## Формулировка задания 1
Преобразуйте все записи из фрагментов набора данных для указания точек, расположенные ниже после текста, в JSON-список строк, где каждой строке записей соответствует один элемент, а пустые строки опущены. Изображения в ответ не включайте.

Мы уже достаточно разъяснили положение немецких философов рассматриваемой эпохи, чтобы сделать понятной и причину гонений на Вольфа: он был рационалистом, разрывал с традициями схоластики, и этого было достаточно, чтобы возбудить против него преследование. По складу своего характера он был, в сущности, человеком, склонным к ученому догматизму, к примирительным решениям, к общим формулам. Как мы вскоре увидим, он был родоначальником того нового догматического периода философии, который Кант удачно назвал ее догматическим сном. Мы отметим у него и такие положения, которые как будто бы отдают то памфлетами Джона Лильборна, то французской декларацией прав. Но все это было лишено у Вольфа той резкой определенности, которая отличает французских и английских писателей. В памяти последующих поколений Вольф останется только в качестве родоначальника догматической философии и теоретика полицейского государства; его радикальные формулы прошли бесследно для современников.
Философия права была одной из самых любимых областей исследования для Вольфа. Он принимался за ее обработку несколько раз. Исходным пунктом для его построений была та идея совершенствования, которая еще ранее его была высказана Лейбницем, но только им усвоена во всей полноте и положена в основу практической философии. В этой идее найден был, наконец, надлежащий противовес старым схоластическим построениям, которые твердо следует искать в первобытном состоянии невинности, требованиях Божественного закона. Вольф, вслед за Лейбницем, указывал для общественной жизни всем доступный и понятный принцип, говоря, что нравственной задачей человечества является стремление к совершенствованию. Отсюда он выводил и основной закон природы, обязывающий нас стремиться к совершенству и избегать всего, что ему противоречит. Каждый должен стараться - так поясняет Вольф свой закон - достигать, по мере своих сил, совершенства своей души, своего тела и своих внешних отношений. Каждый должен стремиться к приобретению тех благ, которые возвышают его дух и увеличивают внешнее счастье. Наконец, каждый обязан избегать, по мере своих сил, всего, что унижает дух, ослабляет телесные силы и уменьшает жизненное наслаждение. Подобно тому как для Гроция и Пуфендорфа, как для всех рационалистов вообще, и для Вольфа этот основной естественный закон, как и все частные его последствия, вытекают с логической необходимостью из природы людей. Разум указывает человеку истинные нормы жизни.

## Формулировка задания 2
Объясните, опираясь на текст о Вольфе, почему против него начались гонения. Ответ дайте в одном–трех предложениях.

(Фрагменты набора данных для указания точек)

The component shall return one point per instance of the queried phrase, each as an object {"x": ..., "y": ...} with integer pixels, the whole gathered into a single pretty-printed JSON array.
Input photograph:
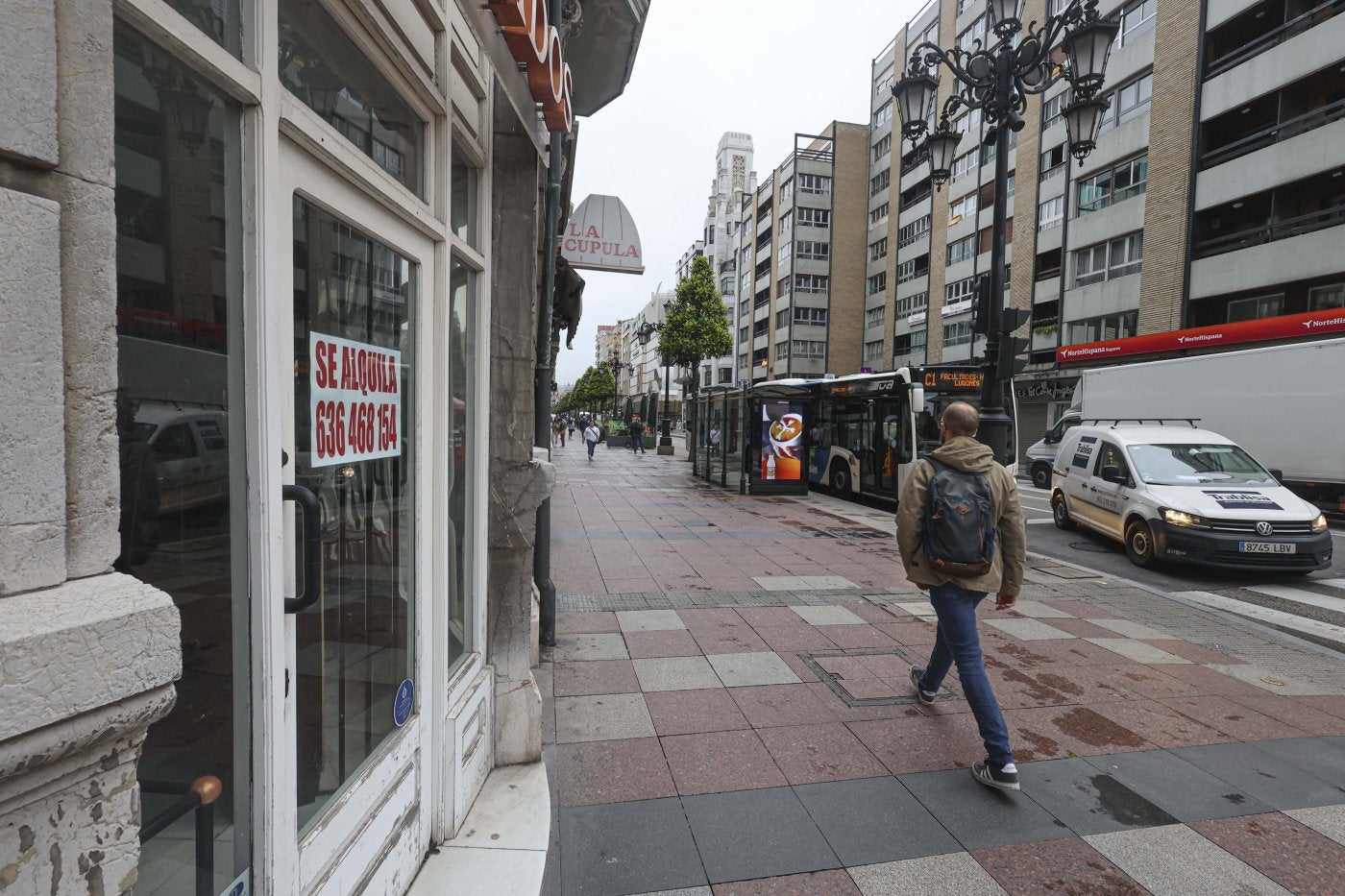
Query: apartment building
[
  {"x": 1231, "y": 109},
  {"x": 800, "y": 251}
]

## Ожидаемый результат 1
[
  "The component shall return one point per instance of the queried phrase, each as an object {\"x\": ..., \"y\": ...} with integer pixels, the whole gathered into a single pretty-printed JSON array.",
  "Input photograph:",
  "Query: apartment building",
  "[",
  "  {\"x\": 1231, \"y\": 109},",
  "  {\"x\": 800, \"y\": 251}",
  "]"
]

## Ожидаемый результат 2
Вольф был рационалистом и разрывал с традициями схоластики. Этого было достаточно, чтобы возбудить против него преследование.